■ Material shown ■
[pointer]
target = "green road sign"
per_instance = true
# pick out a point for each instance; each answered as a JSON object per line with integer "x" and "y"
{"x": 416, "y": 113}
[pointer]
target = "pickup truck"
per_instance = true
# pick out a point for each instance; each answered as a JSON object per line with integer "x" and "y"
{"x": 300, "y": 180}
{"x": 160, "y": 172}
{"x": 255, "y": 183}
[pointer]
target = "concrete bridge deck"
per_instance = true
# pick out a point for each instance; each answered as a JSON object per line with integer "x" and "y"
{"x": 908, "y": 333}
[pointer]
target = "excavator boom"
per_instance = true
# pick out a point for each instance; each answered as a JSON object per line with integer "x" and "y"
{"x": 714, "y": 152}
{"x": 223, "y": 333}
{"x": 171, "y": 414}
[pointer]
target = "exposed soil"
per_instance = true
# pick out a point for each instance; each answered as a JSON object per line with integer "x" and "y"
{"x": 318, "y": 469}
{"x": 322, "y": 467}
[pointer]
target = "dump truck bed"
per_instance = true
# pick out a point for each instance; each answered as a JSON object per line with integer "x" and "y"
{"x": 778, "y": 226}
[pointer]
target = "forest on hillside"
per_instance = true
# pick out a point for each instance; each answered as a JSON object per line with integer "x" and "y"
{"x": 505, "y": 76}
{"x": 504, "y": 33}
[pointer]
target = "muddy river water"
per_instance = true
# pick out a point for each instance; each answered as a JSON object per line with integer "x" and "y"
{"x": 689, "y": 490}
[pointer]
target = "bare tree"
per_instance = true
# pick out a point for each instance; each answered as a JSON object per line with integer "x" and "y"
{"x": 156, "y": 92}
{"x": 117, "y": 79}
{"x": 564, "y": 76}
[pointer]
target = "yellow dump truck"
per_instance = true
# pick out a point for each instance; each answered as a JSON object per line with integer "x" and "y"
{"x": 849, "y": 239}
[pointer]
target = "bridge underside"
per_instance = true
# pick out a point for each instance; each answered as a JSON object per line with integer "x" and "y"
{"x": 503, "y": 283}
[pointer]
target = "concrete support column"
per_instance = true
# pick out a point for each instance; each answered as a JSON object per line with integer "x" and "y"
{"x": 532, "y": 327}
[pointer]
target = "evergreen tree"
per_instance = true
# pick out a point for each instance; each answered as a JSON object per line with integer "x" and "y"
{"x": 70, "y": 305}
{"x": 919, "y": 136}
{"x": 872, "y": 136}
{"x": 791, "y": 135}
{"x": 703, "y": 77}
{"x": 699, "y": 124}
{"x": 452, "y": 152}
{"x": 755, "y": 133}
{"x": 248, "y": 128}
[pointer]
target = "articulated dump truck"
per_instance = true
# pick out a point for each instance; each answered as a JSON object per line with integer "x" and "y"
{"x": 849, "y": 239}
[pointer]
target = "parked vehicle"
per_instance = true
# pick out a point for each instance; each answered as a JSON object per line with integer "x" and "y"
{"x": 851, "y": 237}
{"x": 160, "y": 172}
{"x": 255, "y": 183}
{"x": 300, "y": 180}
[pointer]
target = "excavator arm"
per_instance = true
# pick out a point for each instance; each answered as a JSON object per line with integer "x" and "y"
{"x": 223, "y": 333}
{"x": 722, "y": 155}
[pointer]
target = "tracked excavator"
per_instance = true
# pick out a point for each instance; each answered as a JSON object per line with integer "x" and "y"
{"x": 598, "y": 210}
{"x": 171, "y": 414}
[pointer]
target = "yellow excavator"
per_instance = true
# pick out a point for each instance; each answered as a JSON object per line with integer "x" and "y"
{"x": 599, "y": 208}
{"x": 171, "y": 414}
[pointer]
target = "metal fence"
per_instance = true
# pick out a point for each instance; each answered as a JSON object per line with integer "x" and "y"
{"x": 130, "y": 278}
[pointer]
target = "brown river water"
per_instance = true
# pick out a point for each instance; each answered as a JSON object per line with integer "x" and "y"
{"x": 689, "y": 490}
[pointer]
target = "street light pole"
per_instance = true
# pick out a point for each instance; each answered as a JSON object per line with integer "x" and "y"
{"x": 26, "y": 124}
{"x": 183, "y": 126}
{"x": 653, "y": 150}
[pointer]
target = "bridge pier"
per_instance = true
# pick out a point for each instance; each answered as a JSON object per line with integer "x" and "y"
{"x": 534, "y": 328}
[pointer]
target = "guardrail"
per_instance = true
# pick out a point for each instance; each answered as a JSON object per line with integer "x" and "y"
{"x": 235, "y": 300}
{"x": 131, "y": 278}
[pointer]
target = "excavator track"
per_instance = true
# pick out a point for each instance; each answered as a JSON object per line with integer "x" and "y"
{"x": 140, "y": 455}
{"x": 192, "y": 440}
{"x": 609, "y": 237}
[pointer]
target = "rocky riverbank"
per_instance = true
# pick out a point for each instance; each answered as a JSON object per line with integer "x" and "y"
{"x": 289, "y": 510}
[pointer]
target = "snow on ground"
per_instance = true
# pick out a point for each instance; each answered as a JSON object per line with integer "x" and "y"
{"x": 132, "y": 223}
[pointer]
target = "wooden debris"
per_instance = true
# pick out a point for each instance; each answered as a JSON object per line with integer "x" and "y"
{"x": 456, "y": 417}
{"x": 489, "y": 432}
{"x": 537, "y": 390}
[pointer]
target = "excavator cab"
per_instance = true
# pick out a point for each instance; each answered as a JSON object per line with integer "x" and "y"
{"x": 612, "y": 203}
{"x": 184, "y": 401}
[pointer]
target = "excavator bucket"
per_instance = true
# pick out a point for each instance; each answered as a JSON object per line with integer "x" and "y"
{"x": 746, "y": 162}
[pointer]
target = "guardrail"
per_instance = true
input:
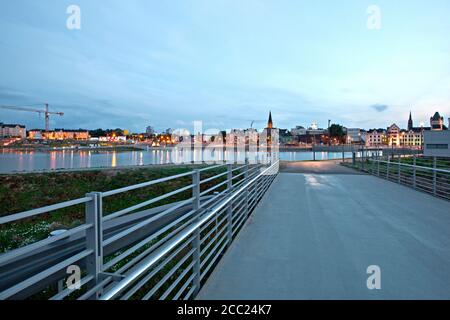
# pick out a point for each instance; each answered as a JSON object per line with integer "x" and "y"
{"x": 169, "y": 263}
{"x": 434, "y": 179}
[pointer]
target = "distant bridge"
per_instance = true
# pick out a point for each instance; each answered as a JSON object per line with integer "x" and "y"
{"x": 309, "y": 232}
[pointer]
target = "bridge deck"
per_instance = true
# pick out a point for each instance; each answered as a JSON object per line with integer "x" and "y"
{"x": 313, "y": 237}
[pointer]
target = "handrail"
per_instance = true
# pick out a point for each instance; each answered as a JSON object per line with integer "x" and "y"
{"x": 411, "y": 165}
{"x": 199, "y": 207}
{"x": 170, "y": 245}
{"x": 34, "y": 212}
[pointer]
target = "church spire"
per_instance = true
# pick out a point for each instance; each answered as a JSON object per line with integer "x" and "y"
{"x": 270, "y": 123}
{"x": 410, "y": 123}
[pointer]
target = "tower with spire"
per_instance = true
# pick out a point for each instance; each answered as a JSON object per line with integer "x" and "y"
{"x": 410, "y": 123}
{"x": 270, "y": 123}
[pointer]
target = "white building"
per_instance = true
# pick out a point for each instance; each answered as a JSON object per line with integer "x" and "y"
{"x": 437, "y": 143}
{"x": 354, "y": 135}
{"x": 375, "y": 137}
{"x": 298, "y": 131}
{"x": 12, "y": 131}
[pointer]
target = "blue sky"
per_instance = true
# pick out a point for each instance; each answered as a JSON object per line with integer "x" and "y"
{"x": 225, "y": 62}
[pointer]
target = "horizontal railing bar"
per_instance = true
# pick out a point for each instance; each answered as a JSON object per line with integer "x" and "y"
{"x": 238, "y": 168}
{"x": 207, "y": 224}
{"x": 211, "y": 241}
{"x": 190, "y": 292}
{"x": 96, "y": 288}
{"x": 412, "y": 166}
{"x": 213, "y": 188}
{"x": 34, "y": 212}
{"x": 217, "y": 241}
{"x": 145, "y": 184}
{"x": 213, "y": 177}
{"x": 44, "y": 274}
{"x": 167, "y": 276}
{"x": 143, "y": 281}
{"x": 205, "y": 272}
{"x": 174, "y": 242}
{"x": 146, "y": 203}
{"x": 178, "y": 280}
{"x": 212, "y": 167}
{"x": 142, "y": 243}
{"x": 183, "y": 287}
{"x": 145, "y": 222}
{"x": 215, "y": 197}
{"x": 61, "y": 295}
{"x": 5, "y": 257}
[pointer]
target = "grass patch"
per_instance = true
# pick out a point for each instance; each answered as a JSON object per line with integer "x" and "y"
{"x": 28, "y": 191}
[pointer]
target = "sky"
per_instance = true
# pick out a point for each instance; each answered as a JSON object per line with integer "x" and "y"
{"x": 226, "y": 63}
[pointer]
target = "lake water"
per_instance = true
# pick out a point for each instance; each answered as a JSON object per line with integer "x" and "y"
{"x": 13, "y": 160}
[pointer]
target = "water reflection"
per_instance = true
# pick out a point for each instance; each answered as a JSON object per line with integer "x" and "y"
{"x": 12, "y": 160}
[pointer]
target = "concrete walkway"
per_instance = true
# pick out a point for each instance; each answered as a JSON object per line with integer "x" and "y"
{"x": 317, "y": 167}
{"x": 313, "y": 237}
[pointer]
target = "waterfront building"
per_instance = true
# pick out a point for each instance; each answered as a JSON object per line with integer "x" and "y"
{"x": 376, "y": 137}
{"x": 12, "y": 131}
{"x": 298, "y": 131}
{"x": 437, "y": 143}
{"x": 58, "y": 134}
{"x": 410, "y": 122}
{"x": 437, "y": 122}
{"x": 393, "y": 135}
{"x": 150, "y": 131}
{"x": 354, "y": 135}
{"x": 270, "y": 132}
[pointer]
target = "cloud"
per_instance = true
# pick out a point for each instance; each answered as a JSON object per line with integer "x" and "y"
{"x": 379, "y": 107}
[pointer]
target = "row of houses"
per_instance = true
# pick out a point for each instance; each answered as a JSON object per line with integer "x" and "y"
{"x": 410, "y": 137}
{"x": 12, "y": 131}
{"x": 19, "y": 131}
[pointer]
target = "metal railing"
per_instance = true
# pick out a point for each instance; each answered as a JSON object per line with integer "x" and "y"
{"x": 170, "y": 262}
{"x": 431, "y": 175}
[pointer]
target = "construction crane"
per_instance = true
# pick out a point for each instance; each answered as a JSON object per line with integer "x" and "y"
{"x": 40, "y": 111}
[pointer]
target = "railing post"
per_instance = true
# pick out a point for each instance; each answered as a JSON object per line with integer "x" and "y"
{"x": 434, "y": 175}
{"x": 378, "y": 167}
{"x": 196, "y": 240}
{"x": 246, "y": 189}
{"x": 230, "y": 205}
{"x": 362, "y": 159}
{"x": 94, "y": 238}
{"x": 388, "y": 167}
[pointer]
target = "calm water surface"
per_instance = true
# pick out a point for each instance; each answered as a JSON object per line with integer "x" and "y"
{"x": 13, "y": 160}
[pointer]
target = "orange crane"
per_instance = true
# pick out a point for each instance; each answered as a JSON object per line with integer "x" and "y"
{"x": 40, "y": 111}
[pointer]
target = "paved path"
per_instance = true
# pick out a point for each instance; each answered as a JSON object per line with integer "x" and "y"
{"x": 317, "y": 167}
{"x": 313, "y": 237}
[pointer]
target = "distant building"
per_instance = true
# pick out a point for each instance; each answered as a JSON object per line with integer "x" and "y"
{"x": 58, "y": 134}
{"x": 286, "y": 137}
{"x": 437, "y": 143}
{"x": 298, "y": 131}
{"x": 376, "y": 137}
{"x": 150, "y": 131}
{"x": 437, "y": 122}
{"x": 12, "y": 131}
{"x": 393, "y": 135}
{"x": 269, "y": 132}
{"x": 410, "y": 122}
{"x": 354, "y": 135}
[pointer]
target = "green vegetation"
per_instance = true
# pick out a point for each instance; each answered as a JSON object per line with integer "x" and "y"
{"x": 28, "y": 191}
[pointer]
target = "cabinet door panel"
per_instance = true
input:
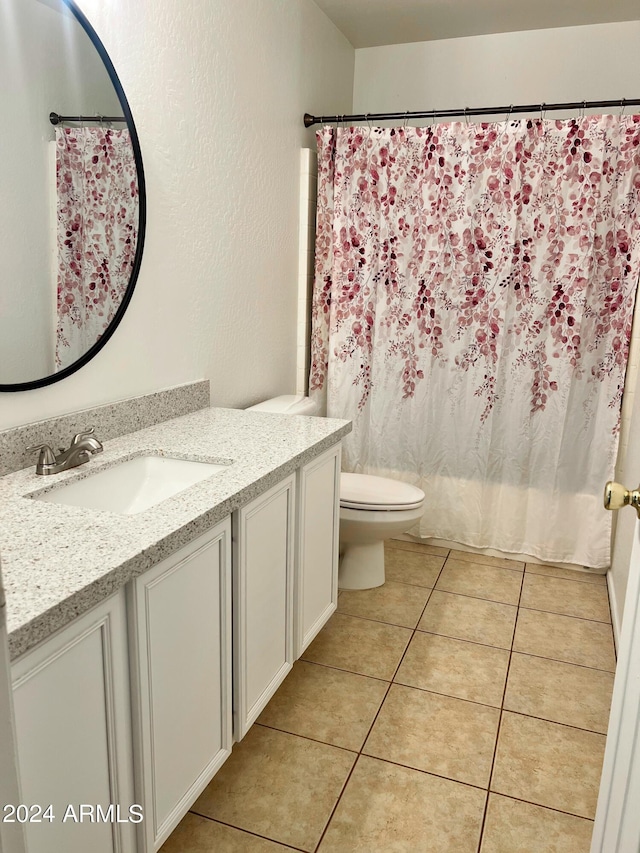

■ Exercise aim ■
Which lines of the records above contain the string "crane"? Pick out each of them, treating case as significant.

■ Exercise solution ■
target = "construction crane"
target = "orange crane"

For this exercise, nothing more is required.